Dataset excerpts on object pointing
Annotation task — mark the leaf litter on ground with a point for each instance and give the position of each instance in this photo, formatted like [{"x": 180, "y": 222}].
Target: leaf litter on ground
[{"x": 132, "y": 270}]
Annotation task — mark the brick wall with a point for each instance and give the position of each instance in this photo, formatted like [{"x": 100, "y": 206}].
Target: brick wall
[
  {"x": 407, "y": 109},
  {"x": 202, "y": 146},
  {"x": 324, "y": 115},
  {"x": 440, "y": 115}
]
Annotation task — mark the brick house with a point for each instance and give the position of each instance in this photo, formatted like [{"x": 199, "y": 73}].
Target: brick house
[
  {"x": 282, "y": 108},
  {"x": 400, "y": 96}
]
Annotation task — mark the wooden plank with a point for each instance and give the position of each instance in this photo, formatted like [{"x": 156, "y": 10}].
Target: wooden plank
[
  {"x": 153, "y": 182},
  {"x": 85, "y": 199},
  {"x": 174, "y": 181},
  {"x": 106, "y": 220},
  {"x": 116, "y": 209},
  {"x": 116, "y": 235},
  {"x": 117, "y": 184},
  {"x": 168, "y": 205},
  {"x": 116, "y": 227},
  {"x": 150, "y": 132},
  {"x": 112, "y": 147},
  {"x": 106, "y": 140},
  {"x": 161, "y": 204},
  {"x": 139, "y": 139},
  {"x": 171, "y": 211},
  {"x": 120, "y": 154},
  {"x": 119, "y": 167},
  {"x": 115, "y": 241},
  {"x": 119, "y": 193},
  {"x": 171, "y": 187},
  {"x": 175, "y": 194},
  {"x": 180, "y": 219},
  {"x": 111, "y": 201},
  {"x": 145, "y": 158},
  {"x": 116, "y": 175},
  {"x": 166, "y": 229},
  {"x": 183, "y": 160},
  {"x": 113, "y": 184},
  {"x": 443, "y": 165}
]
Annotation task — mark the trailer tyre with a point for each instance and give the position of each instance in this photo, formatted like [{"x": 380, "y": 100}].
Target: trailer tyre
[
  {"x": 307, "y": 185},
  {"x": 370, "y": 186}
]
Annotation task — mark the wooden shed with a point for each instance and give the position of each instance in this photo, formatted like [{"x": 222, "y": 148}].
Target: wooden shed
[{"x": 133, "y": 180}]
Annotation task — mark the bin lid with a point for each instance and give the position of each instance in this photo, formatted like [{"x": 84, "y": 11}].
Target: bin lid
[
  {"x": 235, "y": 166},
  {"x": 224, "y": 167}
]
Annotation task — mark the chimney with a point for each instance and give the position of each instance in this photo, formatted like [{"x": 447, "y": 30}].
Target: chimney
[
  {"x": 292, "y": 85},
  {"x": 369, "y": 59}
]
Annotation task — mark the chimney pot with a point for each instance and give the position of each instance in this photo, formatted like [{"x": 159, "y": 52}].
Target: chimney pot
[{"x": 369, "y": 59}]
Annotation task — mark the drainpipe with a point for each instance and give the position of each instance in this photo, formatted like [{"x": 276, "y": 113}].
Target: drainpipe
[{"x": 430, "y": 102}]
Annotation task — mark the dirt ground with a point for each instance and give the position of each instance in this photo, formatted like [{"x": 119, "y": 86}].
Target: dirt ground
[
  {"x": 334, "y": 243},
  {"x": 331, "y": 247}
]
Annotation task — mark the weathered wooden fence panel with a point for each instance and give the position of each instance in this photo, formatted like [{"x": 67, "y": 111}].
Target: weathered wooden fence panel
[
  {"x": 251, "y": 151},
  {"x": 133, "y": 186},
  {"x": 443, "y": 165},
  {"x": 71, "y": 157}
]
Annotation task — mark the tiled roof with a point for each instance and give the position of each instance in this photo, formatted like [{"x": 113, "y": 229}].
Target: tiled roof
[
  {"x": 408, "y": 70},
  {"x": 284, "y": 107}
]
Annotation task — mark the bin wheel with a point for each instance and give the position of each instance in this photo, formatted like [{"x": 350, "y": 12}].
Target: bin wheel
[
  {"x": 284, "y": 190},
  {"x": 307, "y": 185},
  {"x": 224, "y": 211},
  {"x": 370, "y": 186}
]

§ What is required: Reproduce every line of the items above verbatim.

§ Answer:
Annotation task — mark the leaf litter on ground with a point for each instance and give the position of each instance in this photo, formatted like [{"x": 180, "y": 222}].
Target: leaf litter on ground
[{"x": 132, "y": 270}]
Annotation task — mark the brick wall with a point for each instance and give the position of each instance in this photo, formatted like [{"x": 100, "y": 206}].
Target: brick wall
[
  {"x": 407, "y": 109},
  {"x": 202, "y": 146},
  {"x": 324, "y": 115},
  {"x": 440, "y": 115}
]
Annotation task — mark the brick house with a point for each instance and give the position of each instance in this photo, formatted like [{"x": 199, "y": 73}].
Target: brick house
[
  {"x": 282, "y": 108},
  {"x": 400, "y": 96}
]
Annotation task — mark the wooden plank with a point for each instance and give the position of each instance in this photo, formatted like [{"x": 156, "y": 10}].
Target: wooden plank
[
  {"x": 153, "y": 182},
  {"x": 85, "y": 199},
  {"x": 174, "y": 181},
  {"x": 106, "y": 220},
  {"x": 116, "y": 209},
  {"x": 116, "y": 235},
  {"x": 117, "y": 184},
  {"x": 168, "y": 205},
  {"x": 116, "y": 227},
  {"x": 150, "y": 132},
  {"x": 112, "y": 147},
  {"x": 106, "y": 140},
  {"x": 161, "y": 204},
  {"x": 139, "y": 139},
  {"x": 171, "y": 211},
  {"x": 120, "y": 154},
  {"x": 119, "y": 167},
  {"x": 115, "y": 241},
  {"x": 119, "y": 193},
  {"x": 171, "y": 187},
  {"x": 175, "y": 194},
  {"x": 180, "y": 219},
  {"x": 111, "y": 201},
  {"x": 145, "y": 158},
  {"x": 116, "y": 175},
  {"x": 166, "y": 229},
  {"x": 183, "y": 160},
  {"x": 113, "y": 184},
  {"x": 443, "y": 165}
]
Annotation task — mark the trailer tyre with a point for each instance and give the position of each instance in this photo, formatted like [{"x": 380, "y": 100}].
Target: trailer tyre
[
  {"x": 307, "y": 185},
  {"x": 370, "y": 186}
]
Annotation task — mark the wooden shed with a point for each instance and give the position of each instance in this photo, formatted like [{"x": 222, "y": 148}].
Target: wooden shed
[{"x": 133, "y": 180}]
Annotation task — mark the bin lid with a point for each instance and give the position of each instance in this photo, formatted like [{"x": 84, "y": 11}].
Target: bin lid
[
  {"x": 235, "y": 166},
  {"x": 224, "y": 167}
]
Annotation task — mark the chimney with a point for each instance and give the position of each instance in this photo, formatted like [{"x": 447, "y": 30}].
Target: chimney
[
  {"x": 292, "y": 85},
  {"x": 369, "y": 59}
]
Annotation task — mark the chimney pot with a point for each instance and give the position of each instance in this photo, formatted like [{"x": 159, "y": 52}].
Target: chimney pot
[{"x": 369, "y": 59}]
Annotation task — mark the drainpipe with a point for each instance and give the position of each instance in this photo, formatted like [{"x": 276, "y": 113}].
Target: drainpipe
[{"x": 430, "y": 102}]
Annotation task — mark the dirt ground with a point for each instance and give the position of each instance in this photo, formatted like [{"x": 119, "y": 86}].
Target: dirt ground
[
  {"x": 334, "y": 243},
  {"x": 331, "y": 247}
]
Annotation task — mark the weathered wooden fence panel with a point for each instance and give the position of each instance in this photo, formatted like [{"x": 67, "y": 111}].
Target: weathered wooden fence panel
[
  {"x": 251, "y": 151},
  {"x": 133, "y": 186},
  {"x": 443, "y": 165},
  {"x": 71, "y": 157}
]
Annotation task — mark the tiled roof with a point for each instance and give the position of each instance in this photo, formatted like [{"x": 113, "y": 229}].
Target: tiled roof
[
  {"x": 408, "y": 70},
  {"x": 284, "y": 107}
]
Annotation task — mark the bin wheel with a point for each instance and give the position of each instance in this photo, formatted like [{"x": 350, "y": 12}].
Target: bin wheel
[
  {"x": 284, "y": 190},
  {"x": 307, "y": 185},
  {"x": 224, "y": 211},
  {"x": 370, "y": 186}
]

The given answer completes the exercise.